[Kaynak Metin]
- - -
Esas No: 2006/11-620
Karar No: 2006/659
Karar Tarihi: 18.10.2006
Yargıtay Hukuk Genel Kurulu 2006/11-620 Esas 2006/659 Karar Sayılı İlamı
"İçtihat Metni"
MAHKEMESİ : Sakarya 2.Asliye Hukuk Mahkemesi
TARİHİ : 27/06/2006
NUMARASI : 2006/177 E- 238 K.
Taraflar arasındaki "tazminat" davasından dolayı yapılan yargılama sonunda; Sakarya Asliye 2.Hukuk Mahkemesince davanın kısmen kabulüne dair verilen 21.04.2005 gün ve 2004/174-2005/203 sayılı kararın incelenmesi davalılar vekilleri tarafından istenilmesi üzerine, Yargıtay 11.Hukuk Dairesinin 23.02.2006 gün ve 2005/13181-2006/1827 sayılı ilamı ile; (“...Davacılar vekili, müvekkillerinin oğlunun davalı spor kulübünde masör olarak görev yaparken, diğer davalı belediyeye ait araçta yokculuk yaptığı sırada trafik kazası geçirip öldüğünü ve bu nedenle müvekkillerinin maddi ve manevi destekten yoksun kaldıklarını ileri sürerek, 50.000.000.000 TL. maddi ve 100.000.000.000 TL. manevi tazminatın temerrüt faiziyle davalılardan tahsilini talep ve dava etmiştir.
- - -
[Sağlanan Malzeme]
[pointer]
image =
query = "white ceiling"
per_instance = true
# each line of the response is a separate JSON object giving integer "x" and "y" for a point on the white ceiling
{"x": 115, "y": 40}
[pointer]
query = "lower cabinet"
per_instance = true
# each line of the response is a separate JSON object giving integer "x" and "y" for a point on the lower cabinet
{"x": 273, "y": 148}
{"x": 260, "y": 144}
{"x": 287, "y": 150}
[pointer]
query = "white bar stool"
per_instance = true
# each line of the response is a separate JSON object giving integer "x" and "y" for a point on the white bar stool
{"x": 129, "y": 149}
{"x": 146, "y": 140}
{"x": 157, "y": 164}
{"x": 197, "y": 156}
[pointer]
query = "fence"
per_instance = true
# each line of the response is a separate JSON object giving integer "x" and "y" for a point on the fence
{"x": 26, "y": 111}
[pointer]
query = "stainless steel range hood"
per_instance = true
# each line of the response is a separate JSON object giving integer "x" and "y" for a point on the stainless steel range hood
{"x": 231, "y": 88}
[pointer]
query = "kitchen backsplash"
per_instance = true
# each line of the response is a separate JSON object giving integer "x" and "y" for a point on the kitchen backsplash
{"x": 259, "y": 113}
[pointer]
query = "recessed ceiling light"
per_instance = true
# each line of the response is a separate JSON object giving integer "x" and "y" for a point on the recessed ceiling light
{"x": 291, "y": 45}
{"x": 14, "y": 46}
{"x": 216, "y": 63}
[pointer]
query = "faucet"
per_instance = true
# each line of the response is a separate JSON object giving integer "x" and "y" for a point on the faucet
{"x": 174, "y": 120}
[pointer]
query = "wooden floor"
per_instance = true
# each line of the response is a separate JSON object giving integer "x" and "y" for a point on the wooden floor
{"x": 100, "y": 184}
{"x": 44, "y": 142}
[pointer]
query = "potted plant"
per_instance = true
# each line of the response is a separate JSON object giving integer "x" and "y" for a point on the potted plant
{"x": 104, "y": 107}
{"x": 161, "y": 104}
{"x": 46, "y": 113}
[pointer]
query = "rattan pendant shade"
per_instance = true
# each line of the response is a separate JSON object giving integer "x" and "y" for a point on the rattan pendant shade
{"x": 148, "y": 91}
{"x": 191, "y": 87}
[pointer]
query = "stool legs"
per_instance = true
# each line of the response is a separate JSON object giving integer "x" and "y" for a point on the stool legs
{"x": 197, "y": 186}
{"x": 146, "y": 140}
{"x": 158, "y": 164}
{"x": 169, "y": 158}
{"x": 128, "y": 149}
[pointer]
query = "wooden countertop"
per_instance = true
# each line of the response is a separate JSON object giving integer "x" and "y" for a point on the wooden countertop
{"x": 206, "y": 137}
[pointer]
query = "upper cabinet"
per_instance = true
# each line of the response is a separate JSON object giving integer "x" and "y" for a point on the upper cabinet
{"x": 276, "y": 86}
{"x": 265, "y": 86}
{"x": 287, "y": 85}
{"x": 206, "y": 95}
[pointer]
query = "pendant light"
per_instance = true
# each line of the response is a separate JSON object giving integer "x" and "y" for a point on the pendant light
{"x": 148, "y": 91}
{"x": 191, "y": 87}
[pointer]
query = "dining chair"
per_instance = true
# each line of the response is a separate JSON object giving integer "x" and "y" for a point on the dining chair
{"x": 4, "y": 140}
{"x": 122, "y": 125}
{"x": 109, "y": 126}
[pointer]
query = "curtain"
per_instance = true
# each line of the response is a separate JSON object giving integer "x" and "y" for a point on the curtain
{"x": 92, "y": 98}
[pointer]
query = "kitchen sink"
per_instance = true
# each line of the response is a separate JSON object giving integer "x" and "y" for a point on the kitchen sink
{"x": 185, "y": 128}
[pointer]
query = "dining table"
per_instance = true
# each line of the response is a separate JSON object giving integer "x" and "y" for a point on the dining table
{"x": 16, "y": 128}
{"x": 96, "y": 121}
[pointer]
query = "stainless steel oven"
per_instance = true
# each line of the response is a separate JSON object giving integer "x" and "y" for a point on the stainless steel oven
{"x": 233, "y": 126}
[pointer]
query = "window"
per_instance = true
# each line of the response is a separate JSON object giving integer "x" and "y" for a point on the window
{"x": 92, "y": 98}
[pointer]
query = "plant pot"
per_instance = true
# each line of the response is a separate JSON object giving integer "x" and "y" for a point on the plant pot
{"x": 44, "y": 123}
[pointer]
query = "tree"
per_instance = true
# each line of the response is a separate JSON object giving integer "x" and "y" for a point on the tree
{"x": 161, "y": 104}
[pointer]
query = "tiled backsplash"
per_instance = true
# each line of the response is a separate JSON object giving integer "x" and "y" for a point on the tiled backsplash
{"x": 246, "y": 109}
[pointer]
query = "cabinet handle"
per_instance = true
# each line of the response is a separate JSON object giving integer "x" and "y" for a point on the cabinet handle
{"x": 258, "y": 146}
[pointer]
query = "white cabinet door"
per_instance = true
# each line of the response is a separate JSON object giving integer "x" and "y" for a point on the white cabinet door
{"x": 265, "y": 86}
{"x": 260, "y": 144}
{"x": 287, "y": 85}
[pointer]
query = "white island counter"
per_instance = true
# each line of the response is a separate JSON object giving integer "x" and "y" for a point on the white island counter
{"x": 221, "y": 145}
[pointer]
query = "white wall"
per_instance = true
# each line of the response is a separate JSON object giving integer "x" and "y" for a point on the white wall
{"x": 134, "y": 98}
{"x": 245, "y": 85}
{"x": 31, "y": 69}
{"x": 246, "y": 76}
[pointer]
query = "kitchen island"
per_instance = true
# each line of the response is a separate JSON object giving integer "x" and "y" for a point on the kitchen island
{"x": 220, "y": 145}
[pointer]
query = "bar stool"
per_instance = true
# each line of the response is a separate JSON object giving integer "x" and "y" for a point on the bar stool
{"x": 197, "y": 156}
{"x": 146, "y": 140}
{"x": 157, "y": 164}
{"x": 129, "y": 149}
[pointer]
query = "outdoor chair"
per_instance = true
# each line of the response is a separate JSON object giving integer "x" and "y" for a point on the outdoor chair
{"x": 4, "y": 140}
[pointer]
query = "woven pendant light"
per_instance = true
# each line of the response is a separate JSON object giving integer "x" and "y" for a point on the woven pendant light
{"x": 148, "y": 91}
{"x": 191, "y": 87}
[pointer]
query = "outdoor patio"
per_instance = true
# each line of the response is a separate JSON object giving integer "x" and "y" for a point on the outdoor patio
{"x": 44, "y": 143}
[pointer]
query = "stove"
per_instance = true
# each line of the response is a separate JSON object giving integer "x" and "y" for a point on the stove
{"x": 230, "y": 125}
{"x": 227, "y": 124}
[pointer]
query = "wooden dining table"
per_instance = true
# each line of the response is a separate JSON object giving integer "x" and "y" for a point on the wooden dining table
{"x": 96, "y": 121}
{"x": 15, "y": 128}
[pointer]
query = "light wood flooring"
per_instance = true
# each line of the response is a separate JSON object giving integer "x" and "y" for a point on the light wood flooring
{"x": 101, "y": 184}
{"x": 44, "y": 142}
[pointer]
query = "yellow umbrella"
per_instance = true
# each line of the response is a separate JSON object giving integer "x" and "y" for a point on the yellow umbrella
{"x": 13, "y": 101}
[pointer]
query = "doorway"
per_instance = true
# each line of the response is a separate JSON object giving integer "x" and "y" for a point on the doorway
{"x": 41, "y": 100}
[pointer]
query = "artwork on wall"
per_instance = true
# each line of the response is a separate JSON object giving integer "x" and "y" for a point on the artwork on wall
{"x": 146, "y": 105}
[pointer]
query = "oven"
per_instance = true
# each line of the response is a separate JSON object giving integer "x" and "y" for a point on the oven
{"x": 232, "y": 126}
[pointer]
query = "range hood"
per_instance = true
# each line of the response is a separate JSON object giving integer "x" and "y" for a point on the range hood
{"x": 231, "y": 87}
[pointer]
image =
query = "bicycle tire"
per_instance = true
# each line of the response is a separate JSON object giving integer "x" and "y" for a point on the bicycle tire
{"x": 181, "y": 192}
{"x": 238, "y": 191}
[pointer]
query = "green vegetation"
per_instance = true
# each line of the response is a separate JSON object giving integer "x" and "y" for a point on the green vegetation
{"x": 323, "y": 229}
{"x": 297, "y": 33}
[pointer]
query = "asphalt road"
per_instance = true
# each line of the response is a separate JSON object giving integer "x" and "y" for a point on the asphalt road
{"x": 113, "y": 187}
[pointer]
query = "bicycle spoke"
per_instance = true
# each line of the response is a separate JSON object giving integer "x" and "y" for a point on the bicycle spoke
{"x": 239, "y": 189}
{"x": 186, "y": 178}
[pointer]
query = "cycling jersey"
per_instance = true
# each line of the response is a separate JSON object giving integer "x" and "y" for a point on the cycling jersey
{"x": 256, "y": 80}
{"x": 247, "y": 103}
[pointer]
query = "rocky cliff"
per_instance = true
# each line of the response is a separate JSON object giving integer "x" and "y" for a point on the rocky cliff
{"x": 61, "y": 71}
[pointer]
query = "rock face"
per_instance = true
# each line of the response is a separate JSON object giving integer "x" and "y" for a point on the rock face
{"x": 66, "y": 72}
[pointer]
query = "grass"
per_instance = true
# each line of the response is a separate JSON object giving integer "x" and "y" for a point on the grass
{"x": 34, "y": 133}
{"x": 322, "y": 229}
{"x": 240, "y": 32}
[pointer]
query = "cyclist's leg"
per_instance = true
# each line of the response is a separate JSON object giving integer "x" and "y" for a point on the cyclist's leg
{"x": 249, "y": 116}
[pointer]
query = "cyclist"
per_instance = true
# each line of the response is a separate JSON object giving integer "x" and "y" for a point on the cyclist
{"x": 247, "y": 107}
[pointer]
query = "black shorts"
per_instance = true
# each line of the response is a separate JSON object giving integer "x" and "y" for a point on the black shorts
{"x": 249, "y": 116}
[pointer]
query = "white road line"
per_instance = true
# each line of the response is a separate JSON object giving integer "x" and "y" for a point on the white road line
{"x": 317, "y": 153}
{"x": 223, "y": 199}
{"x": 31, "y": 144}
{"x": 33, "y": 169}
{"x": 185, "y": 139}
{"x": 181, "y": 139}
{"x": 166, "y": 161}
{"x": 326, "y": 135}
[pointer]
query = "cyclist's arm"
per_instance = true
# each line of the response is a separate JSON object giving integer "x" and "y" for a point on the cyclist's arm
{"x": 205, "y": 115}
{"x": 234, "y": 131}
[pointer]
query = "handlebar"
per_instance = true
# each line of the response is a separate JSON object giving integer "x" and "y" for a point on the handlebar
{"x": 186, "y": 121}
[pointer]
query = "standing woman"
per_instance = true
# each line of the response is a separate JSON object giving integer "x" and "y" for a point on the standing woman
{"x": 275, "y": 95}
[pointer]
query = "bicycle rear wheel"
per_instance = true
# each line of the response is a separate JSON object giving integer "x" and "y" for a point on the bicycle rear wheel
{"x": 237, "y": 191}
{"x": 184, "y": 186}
- - -
[Alıştırma Seti]
[1] Aşağıdaki ifadelerin karar metniyle uyuşup uyuşmadığını evet ya da hayır olarak belirtin ve her yanıtı metinden birebir alıntıyla destekleyin.
(a) Karar tarihi 18.10.2006'dır.
(b) Dava Sakarya 1. Asliye Hukuk Mahkemesinde görülmüştür.
(c) Davacılar 100.000.000.000 TL manevi tazminat talep etmiştir.
[2] Karar metnine göre şu soruları kısaca yanıtlayın:
(a) Davacıların oğlu davalı spor kulübünde hangi görevi yapıyordu?
(b) Kararın incelenmesini kim istedi?
(c) İlamı Yargıtay'ın hangi dairesi verdi?
[3] Lütfen tazminat davasına ilişkin karar metnini kaldığı yerden sürdürün.

[Görevlere Göre Sonuçlar]
[1]
(a) Evet: "Karar Tarihi: 18.10.2006"
(b) Hayır: "MAHKEMESİ : Sakarya 2.Asliye Hukuk Mahkemesi"
(c) Evet: "100.000.000.000 TL. manevi tazminatın"

[2]
(a) Masör olarak görev yapıyordu.
(b) Davalılar vekilleri.
(c) Yargıtay 11. Hukuk Dairesi.

[3]
Davalı spor kulübü vekili, kendilerine husumet düşmediğini savunarak, davanın reddini istemiştir.
Davalı Belediye vekili davanın reddini istemiştir.
Mahkemece, iddia savunmalar, toplanan kanıtlar ve bilirkişi raporuna göre, davanın kısmen kabulü ile, baba için 434.687.290 TL. maddi, 25.000.000.000 TL. manevi ve anne için 555.884.733 TL. maddi, 25.000.000.000 Tl. manevi tazminatın davalılardan müteselsilen tahsiline karar verilmiştir.
Kararı, davalılar vekilleri ayrı ayrı temyiz etmiştir.
Dava, davacıların oğullarının, davalılardan Spor Kulübünün masörü olarak, diğer davalı Belediye"nin aracında yolculuk yaptığı sırada, meydana gelen kazada ölmesi nedenine dayalı olarak, maddi ve manevi tazminat istemine ilişkindir.
Borçlar Kanunu"nun 47"nci maddesi hükmüne göre, hakimin özel durumları göz önüne alarak hükmedeceği manevi tazminat miktarı, adalete uygun olmalıdır. Hükmedilecek bu para, zarara uğrayanda manevi huzuru gerçekleştirecek ve tazminata benzer bir fonksiyonu da olan özgün bir nitelik taşır. Manevi tazminat bir ceza olmadığı gibi, mamelek hukukuna ilişkin zararın karşılanmasını da amaç edinmemiştir. Zarar görenin zenginleşmemesi, zarar sorumlusunun da fakirleşmemesi gerekmektedir.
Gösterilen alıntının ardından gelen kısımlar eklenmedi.